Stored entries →
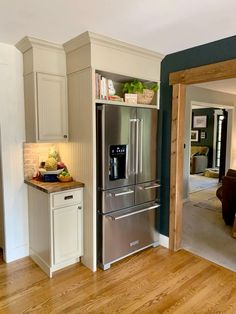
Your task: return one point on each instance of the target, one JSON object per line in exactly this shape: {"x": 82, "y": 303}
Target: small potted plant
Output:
{"x": 139, "y": 92}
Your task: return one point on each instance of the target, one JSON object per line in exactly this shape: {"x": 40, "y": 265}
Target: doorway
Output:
{"x": 179, "y": 80}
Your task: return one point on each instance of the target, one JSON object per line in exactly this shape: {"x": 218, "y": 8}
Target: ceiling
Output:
{"x": 164, "y": 26}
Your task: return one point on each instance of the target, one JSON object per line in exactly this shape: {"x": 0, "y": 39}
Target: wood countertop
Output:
{"x": 51, "y": 187}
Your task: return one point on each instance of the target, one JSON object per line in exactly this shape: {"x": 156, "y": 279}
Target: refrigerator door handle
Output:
{"x": 132, "y": 213}
{"x": 154, "y": 186}
{"x": 141, "y": 146}
{"x": 132, "y": 146}
{"x": 123, "y": 193}
{"x": 137, "y": 147}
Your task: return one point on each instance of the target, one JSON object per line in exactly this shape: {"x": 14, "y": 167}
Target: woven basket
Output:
{"x": 146, "y": 97}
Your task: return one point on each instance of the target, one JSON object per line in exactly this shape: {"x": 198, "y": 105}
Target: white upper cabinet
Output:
{"x": 46, "y": 108}
{"x": 51, "y": 107}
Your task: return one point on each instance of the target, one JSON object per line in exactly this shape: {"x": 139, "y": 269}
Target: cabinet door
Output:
{"x": 67, "y": 226}
{"x": 52, "y": 107}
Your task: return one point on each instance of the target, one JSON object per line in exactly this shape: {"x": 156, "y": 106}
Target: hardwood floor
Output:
{"x": 153, "y": 281}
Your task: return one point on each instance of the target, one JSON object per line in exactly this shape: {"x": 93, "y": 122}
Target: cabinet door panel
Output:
{"x": 51, "y": 107}
{"x": 66, "y": 233}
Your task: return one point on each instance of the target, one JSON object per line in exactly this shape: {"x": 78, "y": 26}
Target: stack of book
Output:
{"x": 102, "y": 89}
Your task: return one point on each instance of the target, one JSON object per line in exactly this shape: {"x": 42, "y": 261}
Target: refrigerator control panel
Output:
{"x": 117, "y": 162}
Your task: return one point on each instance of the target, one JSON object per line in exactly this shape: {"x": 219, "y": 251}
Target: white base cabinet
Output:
{"x": 55, "y": 228}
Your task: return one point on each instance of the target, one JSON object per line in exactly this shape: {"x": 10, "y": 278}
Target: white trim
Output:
{"x": 87, "y": 38}
{"x": 15, "y": 253}
{"x": 27, "y": 43}
{"x": 164, "y": 241}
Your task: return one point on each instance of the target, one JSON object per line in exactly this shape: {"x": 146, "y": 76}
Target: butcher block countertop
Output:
{"x": 51, "y": 187}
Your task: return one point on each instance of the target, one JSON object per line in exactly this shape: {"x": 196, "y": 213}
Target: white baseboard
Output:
{"x": 164, "y": 241}
{"x": 16, "y": 253}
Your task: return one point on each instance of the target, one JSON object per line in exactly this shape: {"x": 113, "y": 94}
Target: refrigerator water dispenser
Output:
{"x": 117, "y": 164}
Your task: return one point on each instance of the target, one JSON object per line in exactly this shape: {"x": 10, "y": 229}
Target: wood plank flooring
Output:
{"x": 152, "y": 281}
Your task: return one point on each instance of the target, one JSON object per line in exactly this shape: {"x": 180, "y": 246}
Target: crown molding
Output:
{"x": 27, "y": 43}
{"x": 87, "y": 38}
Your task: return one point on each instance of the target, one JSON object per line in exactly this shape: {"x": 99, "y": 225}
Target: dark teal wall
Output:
{"x": 217, "y": 51}
{"x": 209, "y": 131}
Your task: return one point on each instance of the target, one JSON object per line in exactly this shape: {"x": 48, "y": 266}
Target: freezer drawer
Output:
{"x": 115, "y": 199}
{"x": 127, "y": 231}
{"x": 147, "y": 192}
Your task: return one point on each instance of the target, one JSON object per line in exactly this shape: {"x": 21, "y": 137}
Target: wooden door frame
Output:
{"x": 179, "y": 80}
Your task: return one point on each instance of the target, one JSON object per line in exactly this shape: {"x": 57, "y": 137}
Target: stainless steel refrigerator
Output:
{"x": 127, "y": 181}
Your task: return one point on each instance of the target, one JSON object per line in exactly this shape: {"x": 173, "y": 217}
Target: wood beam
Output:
{"x": 177, "y": 156}
{"x": 211, "y": 72}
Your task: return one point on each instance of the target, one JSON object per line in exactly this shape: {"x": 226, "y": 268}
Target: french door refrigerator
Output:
{"x": 127, "y": 181}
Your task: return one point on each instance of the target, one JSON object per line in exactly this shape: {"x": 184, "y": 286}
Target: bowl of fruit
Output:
{"x": 64, "y": 176}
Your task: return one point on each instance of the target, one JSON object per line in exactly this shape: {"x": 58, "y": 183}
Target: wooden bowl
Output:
{"x": 65, "y": 179}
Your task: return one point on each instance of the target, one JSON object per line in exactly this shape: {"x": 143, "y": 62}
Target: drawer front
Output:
{"x": 116, "y": 199}
{"x": 127, "y": 231}
{"x": 147, "y": 192}
{"x": 67, "y": 198}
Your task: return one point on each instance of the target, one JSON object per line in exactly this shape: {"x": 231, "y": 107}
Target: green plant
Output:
{"x": 138, "y": 87}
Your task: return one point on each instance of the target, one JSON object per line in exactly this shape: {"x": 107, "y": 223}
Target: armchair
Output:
{"x": 227, "y": 195}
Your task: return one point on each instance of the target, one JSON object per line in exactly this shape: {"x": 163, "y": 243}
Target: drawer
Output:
{"x": 129, "y": 230}
{"x": 115, "y": 199}
{"x": 67, "y": 198}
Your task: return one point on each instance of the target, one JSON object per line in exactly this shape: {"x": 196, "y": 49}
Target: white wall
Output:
{"x": 203, "y": 95}
{"x": 12, "y": 136}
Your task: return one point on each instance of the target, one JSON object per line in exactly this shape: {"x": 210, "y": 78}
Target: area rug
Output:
{"x": 200, "y": 182}
{"x": 205, "y": 233}
{"x": 211, "y": 204}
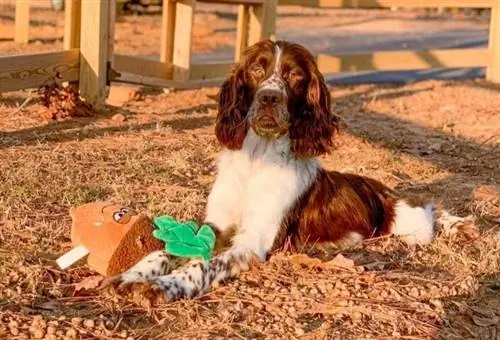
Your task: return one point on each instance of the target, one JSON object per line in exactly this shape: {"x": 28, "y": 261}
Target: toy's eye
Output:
{"x": 122, "y": 216}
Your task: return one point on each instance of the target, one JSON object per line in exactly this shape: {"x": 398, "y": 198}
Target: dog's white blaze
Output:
{"x": 277, "y": 64}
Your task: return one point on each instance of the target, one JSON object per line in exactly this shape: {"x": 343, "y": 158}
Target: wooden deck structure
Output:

WHAT IS EXPECTED → Give the material again exactly as it is, but keep the pictures out.

OUTPUT BELOW →
Your task: return one point on each instance of the target, one JSON object per line in exactly this shape: {"x": 82, "y": 303}
Target: small potted plant
Output:
{"x": 139, "y": 92}
Your task: return one point on each instance of the target, one JSON object per line in exactly this shape: {"x": 40, "y": 265}
Target: doorway
Output:
{"x": 179, "y": 80}
Your task: return one point on each instance of the target, one JSON object per line in exactly this shape: {"x": 218, "y": 8}
Target: ceiling
Output:
{"x": 164, "y": 26}
Your task: return one point on each instance of the target, one JSON object per line in exactly this shape: {"x": 0, "y": 39}
Target: wood countertop
Output:
{"x": 51, "y": 187}
Your task: return one point on each instance of the target, one JSON object per line in exactly this shape: {"x": 156, "y": 279}
Target: refrigerator door handle
Output:
{"x": 132, "y": 213}
{"x": 154, "y": 186}
{"x": 141, "y": 146}
{"x": 132, "y": 146}
{"x": 123, "y": 193}
{"x": 137, "y": 147}
Your task: return one point on each instance of the target, one JSON object per line in exactly this shape: {"x": 14, "y": 167}
Target: woven basket
Output:
{"x": 146, "y": 97}
Your task: return one point on each instance of the target, one JSON object per line in exactly this shape: {"x": 198, "y": 105}
Target: white upper cabinet
Output:
{"x": 46, "y": 108}
{"x": 51, "y": 107}
Your task: return one point on each instance of the target, one JSON object per line in exactly this shape: {"x": 139, "y": 269}
Target: cabinet door
Output:
{"x": 67, "y": 226}
{"x": 52, "y": 107}
Your task: return one point on each instance of the target, one JSON object per line in exactly this shape: {"x": 156, "y": 106}
Target: hardwood floor
Output:
{"x": 153, "y": 281}
Your task: return one point on each instance of the target, one JSON object per line in exactly this shape: {"x": 93, "y": 122}
Target: cabinet door panel
Output:
{"x": 51, "y": 107}
{"x": 66, "y": 233}
Your task: return one point on each instance of the target, one JSON object per line in exactly this shape: {"x": 78, "y": 26}
Target: stack of book
Output:
{"x": 102, "y": 89}
Your task: return one point on each instance of the target, one JSON object per line in exactly this shape: {"x": 42, "y": 261}
Target: refrigerator control panel
Output:
{"x": 117, "y": 162}
Your task: return one point on each instance of the target, one JSON object per line in exactly this shape: {"x": 219, "y": 251}
Target: white base cabinet
Output:
{"x": 55, "y": 228}
Your task: return one point on each instance of the target, one JSON object per line in exactly this shape: {"x": 10, "y": 278}
Target: white trim
Output:
{"x": 87, "y": 38}
{"x": 15, "y": 253}
{"x": 27, "y": 43}
{"x": 164, "y": 241}
Your task: return one point on each instance of the target, one JSON object per line in exactly this shape: {"x": 146, "y": 76}
Target: butcher block countertop
Output:
{"x": 51, "y": 187}
Your task: return one point on each instance of the target, one JSON object per line in exactly this shape: {"x": 196, "y": 213}
Target: white baseboard
Output:
{"x": 164, "y": 241}
{"x": 16, "y": 253}
Your task: return one point on each instance of the target, one JSON object per line in exactly this shape: {"x": 113, "y": 94}
Target: refrigerator water dispenser
Output:
{"x": 117, "y": 164}
Your task: return one point on each instance of the target, one JSON object per line in exactly this shape: {"x": 10, "y": 229}
Target: wood plank flooring
Output:
{"x": 152, "y": 281}
Your task: return one point on each instance of the target, one JSON object per line in exactly this shape: {"x": 180, "y": 246}
Target: crown molding
Output:
{"x": 27, "y": 43}
{"x": 87, "y": 38}
Your task: return one point on each instance of the target, one JSON object per line in exactly this shape: {"x": 99, "y": 225}
Target: dark teal wall
Output:
{"x": 217, "y": 51}
{"x": 209, "y": 131}
Your task: return one point on each instance of the target, one JSON object per line in exactly this shape: {"x": 48, "y": 266}
Target: freezer drawer
Output:
{"x": 115, "y": 199}
{"x": 127, "y": 231}
{"x": 147, "y": 192}
Your task: return one point on each instance of the target, one JSON object per line in exactly this shape: {"x": 21, "y": 137}
Target: wooden door frame
Output:
{"x": 179, "y": 80}
Your task: return one point on each instance of the target, one JSON object per line in exactly this shape: {"x": 57, "y": 137}
Target: stainless steel refrigerator
Output:
{"x": 127, "y": 181}
Your task: return one point on each instance of the target, one JSON object per line in exactly this shape: {"x": 173, "y": 217}
Target: wood beam
Output:
{"x": 177, "y": 156}
{"x": 211, "y": 72}
Your task: return one point on each instance of the target, one JSON object per line in exactly this shape: {"x": 226, "y": 268}
Target: french door refrigerator
Output:
{"x": 127, "y": 181}
Your task: return one point on each instance of the target, one JSON object per line in exactly this shape: {"x": 184, "y": 286}
Target: bowl of fruit
Output:
{"x": 64, "y": 176}
Your task: return one point on each instance of the target, one JSON object per line in exactly this shape: {"x": 58, "y": 183}
Target: wooden bowl
Output:
{"x": 65, "y": 179}
Your task: return one point on each instance of the target, one JSON object per line in exactly this shape: {"x": 143, "y": 62}
Target: drawer front
Output:
{"x": 116, "y": 199}
{"x": 127, "y": 231}
{"x": 147, "y": 192}
{"x": 67, "y": 198}
Your task: return one point on each instance of the target, one JSON object per line in exactly this shape: {"x": 231, "y": 107}
Target: green plant
Output:
{"x": 138, "y": 87}
Your task: return one point on each instance of the target, one JSON object per line in exactly this shape: {"x": 107, "y": 223}
Target: armchair
Output:
{"x": 227, "y": 195}
Your task: return one point on each instance of the target, one JSON object per line in exactly this shape: {"x": 163, "y": 243}
Target: drawer
Output:
{"x": 129, "y": 230}
{"x": 115, "y": 199}
{"x": 67, "y": 198}
Your task: return one point on each instance of the target, one JSON object per line in exactly this shape: {"x": 196, "y": 49}
Target: white wall
Output:
{"x": 203, "y": 95}
{"x": 12, "y": 136}
Your task: return one point on each instance of the target, one JSON object per line in exactly this shape: {"x": 210, "y": 78}
Target: area rug
Output:
{"x": 200, "y": 182}
{"x": 205, "y": 233}
{"x": 211, "y": 204}
Your task: return one point on each instance of the target, one JSON object per line in exactly this shape: {"x": 28, "y": 261}
Target: toy's eye
Output:
{"x": 122, "y": 216}
Your task: return one point on each instance of the target, one JSON object per line in exactly this shape: {"x": 398, "y": 198}
Target: dog's white blaze
Output:
{"x": 277, "y": 64}
Your task: return one point on each instance of the target, one JSON object per line in exactly this shape: {"x": 343, "y": 158}
Target: wooden deck structure
Output:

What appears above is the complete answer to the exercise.